*Text passage*
++++++++++++++++++++

Sepang is a district in the Malaysian state of Selangor. It is located 50 km south of Kuala Lumpur. Most visitors head to Sepang to get to the Kuala Lumpur International Airport (KLIA) and Sepang Formula One circuit are located within the district.
The district centre is Bandar Baru Salak Tinggi.
Sepang is also the name of a small town on Federal Route 5 or the main West Coast road where there are local bus connections to Port Dickson in Negeri Sembilan, KLIA, and Banting further north on the Selangor coast.
Until 2000, Sepang district was just a flat stretch of palm oil plantations. Now it has tens of millions of visitors a year for two reasons: The Sepang Formula One racing circuit, and KLIA.
However, outside these two attractions and the areas bordering Petaling Jaya, you will still be greeted with tranquil villages and miles of palm oil plantations.
As Kuala Lumpur International Airport is in Sepang, visitors can fly from many overseas destinations directly into the district. For information on how to get to or away from the airport, see the "Get in - KLIA" section of the KL article.
In a hurry?
Train about to leave the airport station? Just jump on board - you can buy your ticket on arrival at KL Sentral at the same price.
Visitors to Sepang, including the Formula One circuit, can make use of the good rail links between Kuala Lumpur and KLIA - see the "Get in - KLIA" section of the KL article for details on the KLIA Ekspres and KLIA Transit high-speed train services which run between KL Sentral, Kuala Lumpur's transportation hub, and the airport where connections to other parts of Sepang can be made.
The KTM Komuter can also be used to reach Sepang. Catch a train to Nilai station in Negeri Sembilan. From there, Sepang Omnibus goes to locations within Sepang district, including KLIA, Salak Tinggi, Sepang (for connections to Port Dickson in Negeri Sembilan) and Sungai Pelek.
You can also use the various bus connections between Kuala Lumpur and KLIA to reach Sepang - see the "Get in - KLIA" section of the KL article for details.
Transnasional has a bus service from Kuala Lumpur's Puduraya bus terminal to Salak Tinggi, Sepang and Sungai Pelek. Transnasional also operates local buses from Sepang and Sungai Pelek to Tanjung Sepat and Banting in neighbouring Kuala Langat district. This journey passes through miles of palm oil plantations and several pretty Malay coastal villages.
Sepang Omnibus has direct local buses from Seremban in Negeri Sembilan to Sungai Pelek via Nilai, KLIA, Salak Tinggi and Sepang; and Seremban to Banting via Nilai, KLIA, Salak Tinggi and Bukit Changgang. It also runs a bus from Sungai Pelek to Port Dickson in Negeri Sembilan via Sepang. Towards the north, Sepang Omnibus operates buses from Sungai Pelek to Tanjung Sepat in neighbouring Kuala Langat district.
Except from KLIA, local taxis operate from the main towns of the district. From KLIA, a coupon airport taxi system operates. See the "Get in - KLIA" section of the KL article for details.
To Sepang International CircuitEdit
During race season, the simplest way is to catch the train from KL Sentral to KLIA and then transfer onto shuttle buses which will bring you to the circuit. The operator of KLA Ekspres and KLIA Transit has transport packages which cover the train ride and shuttle bus.

++++++++++++++++++++

*Dataset extract*
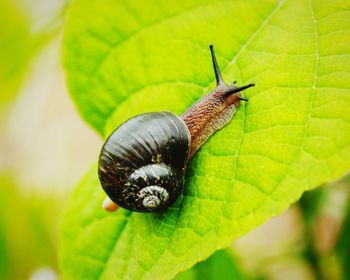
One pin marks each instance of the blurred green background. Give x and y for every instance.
(45, 148)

++++++++++++++++++++

*The request*
Duplicate the passage of the Sepang text starting with "As Kuala Lumpur" and going on through "can be made.".

*The result*
As Kuala Lumpur International Airport is in Sepang, visitors can fly from many overseas destinations directly into the district. For information on how to get to or away from the airport, see the "Get in - KLIA" section of the KL article.
In a hurry?
Train about to leave the airport station? Just jump on board - you can buy your ticket on arrival at KL Sentral at the same price.
Visitors to Sepang, including the Formula One circuit, can make use of the good rail links between Kuala Lumpur and KLIA - see the "Get in - KLIA" section of the KL article for details on the KLIA Ekspres and KLIA Transit high-speed train services which run between KL Sentral, Kuala Lumpur's transportation hub, and the airport where connections to other parts of Sepang can be made.